• [READING TEXT]:
+--
There’s a lesson in that for challenger brands at critical growth moments—along with an explanation for how NA beer is growing faster than almost anything else in beverage.

The Limitations of Seeing NA Beer as a Substitute

The standard explanation for NA beer's growth goes like this: Gen Z is sober-curious, Millennials are cutting back, wellness trends favor moderation. All of which is true, and all of which treats NA beer as a substitute for the real thing.

It makes some behavioral sense to go to market as a better-for-you alternative, which is why brands do it. People have a bias toward the status quo. Wellness goals, desire for mental clarity, social pressure—whatever's nudging someone away from alcohol, switching to something “close enough” feels easier than trying something new.

But here’s the problem: straight substitution has a growth ceiling built right into it.

If you're the thing people drink instead of regular beer, you're stuck competing for a share of existing beer occasions. Marketing yourself as a consolation prize that’s "almost as good as what you actually wanted."
+--
• [SET TASK 1]:
Output the passage on NA beer word for word, starting at the words "The standard explanation" and ending after the words "the real thing.".
• [SET TASK 2]:
Return the lines of the entries below verbatim, starting at the line that contains "Task: tag the black door" and stopping after the last line of the entries.

• [Entries for pointing to named objects]:
+--
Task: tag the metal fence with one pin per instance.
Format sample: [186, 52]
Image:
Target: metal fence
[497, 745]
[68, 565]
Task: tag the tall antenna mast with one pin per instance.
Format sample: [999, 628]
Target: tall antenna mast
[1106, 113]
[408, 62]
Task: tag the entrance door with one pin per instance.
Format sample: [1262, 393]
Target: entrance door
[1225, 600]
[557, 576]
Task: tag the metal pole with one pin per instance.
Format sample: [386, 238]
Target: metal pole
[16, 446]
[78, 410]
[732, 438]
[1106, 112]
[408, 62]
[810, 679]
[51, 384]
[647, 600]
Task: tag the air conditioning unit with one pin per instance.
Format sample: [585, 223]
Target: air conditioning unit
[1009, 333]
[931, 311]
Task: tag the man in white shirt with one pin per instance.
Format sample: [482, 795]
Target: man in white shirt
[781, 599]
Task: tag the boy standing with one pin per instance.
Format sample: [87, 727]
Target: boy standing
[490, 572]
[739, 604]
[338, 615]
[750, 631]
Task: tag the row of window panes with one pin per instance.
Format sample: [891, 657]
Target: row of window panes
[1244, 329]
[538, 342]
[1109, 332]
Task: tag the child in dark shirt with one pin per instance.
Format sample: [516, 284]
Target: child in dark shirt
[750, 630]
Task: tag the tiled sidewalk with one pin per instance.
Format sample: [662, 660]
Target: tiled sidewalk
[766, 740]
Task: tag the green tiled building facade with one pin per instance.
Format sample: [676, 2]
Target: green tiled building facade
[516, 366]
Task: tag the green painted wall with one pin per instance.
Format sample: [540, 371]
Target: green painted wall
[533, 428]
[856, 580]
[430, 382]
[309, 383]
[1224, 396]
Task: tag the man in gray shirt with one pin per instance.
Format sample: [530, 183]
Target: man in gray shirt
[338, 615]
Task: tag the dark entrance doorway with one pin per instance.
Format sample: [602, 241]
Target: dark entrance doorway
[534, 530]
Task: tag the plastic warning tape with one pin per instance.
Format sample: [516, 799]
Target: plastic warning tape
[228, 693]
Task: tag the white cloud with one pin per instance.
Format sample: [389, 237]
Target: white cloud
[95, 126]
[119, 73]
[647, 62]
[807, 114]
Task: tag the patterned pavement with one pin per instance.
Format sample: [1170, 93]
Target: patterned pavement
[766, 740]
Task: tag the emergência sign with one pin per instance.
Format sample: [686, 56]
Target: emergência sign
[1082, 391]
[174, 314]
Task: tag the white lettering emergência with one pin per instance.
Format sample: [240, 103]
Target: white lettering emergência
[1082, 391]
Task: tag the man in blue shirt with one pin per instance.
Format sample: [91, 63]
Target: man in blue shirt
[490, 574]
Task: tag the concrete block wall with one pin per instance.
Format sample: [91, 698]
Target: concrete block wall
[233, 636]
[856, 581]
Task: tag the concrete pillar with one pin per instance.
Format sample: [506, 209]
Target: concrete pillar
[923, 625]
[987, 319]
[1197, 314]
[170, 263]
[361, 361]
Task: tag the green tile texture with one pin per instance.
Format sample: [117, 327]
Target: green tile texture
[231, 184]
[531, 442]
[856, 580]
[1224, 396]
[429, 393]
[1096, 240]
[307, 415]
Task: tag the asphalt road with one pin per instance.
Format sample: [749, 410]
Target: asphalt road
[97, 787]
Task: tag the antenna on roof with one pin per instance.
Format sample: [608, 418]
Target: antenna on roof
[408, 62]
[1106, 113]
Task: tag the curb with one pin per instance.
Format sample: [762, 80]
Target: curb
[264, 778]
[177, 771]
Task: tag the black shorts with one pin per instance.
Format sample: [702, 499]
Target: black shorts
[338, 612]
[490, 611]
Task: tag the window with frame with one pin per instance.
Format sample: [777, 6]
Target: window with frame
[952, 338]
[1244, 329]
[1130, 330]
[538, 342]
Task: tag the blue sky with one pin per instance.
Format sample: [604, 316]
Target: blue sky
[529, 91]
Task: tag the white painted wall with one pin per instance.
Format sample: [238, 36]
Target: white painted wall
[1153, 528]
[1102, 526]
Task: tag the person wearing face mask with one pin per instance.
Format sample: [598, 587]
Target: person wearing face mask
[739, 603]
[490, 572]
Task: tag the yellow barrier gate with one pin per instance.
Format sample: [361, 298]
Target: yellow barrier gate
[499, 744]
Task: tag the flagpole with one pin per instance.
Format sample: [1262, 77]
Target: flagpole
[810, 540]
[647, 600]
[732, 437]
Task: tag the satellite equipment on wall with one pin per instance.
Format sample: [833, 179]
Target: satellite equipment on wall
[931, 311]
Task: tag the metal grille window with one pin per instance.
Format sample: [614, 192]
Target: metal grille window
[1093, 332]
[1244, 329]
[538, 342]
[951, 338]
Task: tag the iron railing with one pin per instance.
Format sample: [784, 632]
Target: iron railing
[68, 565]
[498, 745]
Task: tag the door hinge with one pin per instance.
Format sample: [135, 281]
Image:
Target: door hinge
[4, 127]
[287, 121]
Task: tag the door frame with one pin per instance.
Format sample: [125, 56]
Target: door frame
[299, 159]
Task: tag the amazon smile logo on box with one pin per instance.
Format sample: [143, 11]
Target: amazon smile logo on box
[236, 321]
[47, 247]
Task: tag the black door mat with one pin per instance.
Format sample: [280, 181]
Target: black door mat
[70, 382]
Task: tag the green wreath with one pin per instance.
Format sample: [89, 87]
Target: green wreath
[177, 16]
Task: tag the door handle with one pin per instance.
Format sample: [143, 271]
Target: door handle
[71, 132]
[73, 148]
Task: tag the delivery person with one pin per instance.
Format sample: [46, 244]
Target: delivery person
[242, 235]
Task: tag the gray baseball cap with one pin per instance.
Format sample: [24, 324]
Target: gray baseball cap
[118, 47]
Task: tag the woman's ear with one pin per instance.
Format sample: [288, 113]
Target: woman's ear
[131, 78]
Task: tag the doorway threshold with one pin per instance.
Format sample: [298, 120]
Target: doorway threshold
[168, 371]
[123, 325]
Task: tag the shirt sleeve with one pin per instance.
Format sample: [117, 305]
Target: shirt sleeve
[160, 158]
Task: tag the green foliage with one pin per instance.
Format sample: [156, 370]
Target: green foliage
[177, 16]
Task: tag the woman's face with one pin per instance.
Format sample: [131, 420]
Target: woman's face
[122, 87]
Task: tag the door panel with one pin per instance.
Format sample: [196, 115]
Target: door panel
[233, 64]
+--
• [EXERCISE OUTPUT 1]:
The standard explanation for NA beer's growth goes like this: Gen Z is sober-curious, Millennials are cutting back, wellness trends favor moderation. All of which is true, and all of which treats NA beer as a substitute for the real thing.

• [EXERCISE OUTPUT 2]:
Task: tag the black door mat with one pin per instance.
Format sample: [280, 181]
Target: black door mat
[70, 382]
Task: tag the green wreath with one pin per instance.
Format sample: [89, 87]
Target: green wreath
[177, 16]
Task: tag the door handle with one pin per instance.
Format sample: [143, 271]
Target: door handle
[71, 132]
[73, 148]
Task: tag the delivery person with one pin per instance.
Format sample: [46, 244]
Target: delivery person
[242, 235]
Task: tag the gray baseball cap with one pin per instance.
Format sample: [24, 324]
Target: gray baseball cap
[118, 47]
Task: tag the woman's ear with one pin per instance.
Format sample: [288, 113]
Target: woman's ear
[131, 78]
Task: tag the doorway threshold with one pin per instance.
Format sample: [298, 120]
Target: doorway threshold
[168, 371]
[123, 325]
Task: tag the shirt sleeve with one pin per instance.
Format sample: [117, 305]
Target: shirt sleeve
[160, 158]
Task: tag the green foliage with one pin per instance.
Format sample: [156, 370]
Target: green foliage
[177, 16]
Task: tag the woman's face with one pin per instance.
Format sample: [131, 420]
Target: woman's face
[122, 87]
Task: tag the door panel with one pin per instance.
Format sample: [196, 115]
Target: door panel
[233, 64]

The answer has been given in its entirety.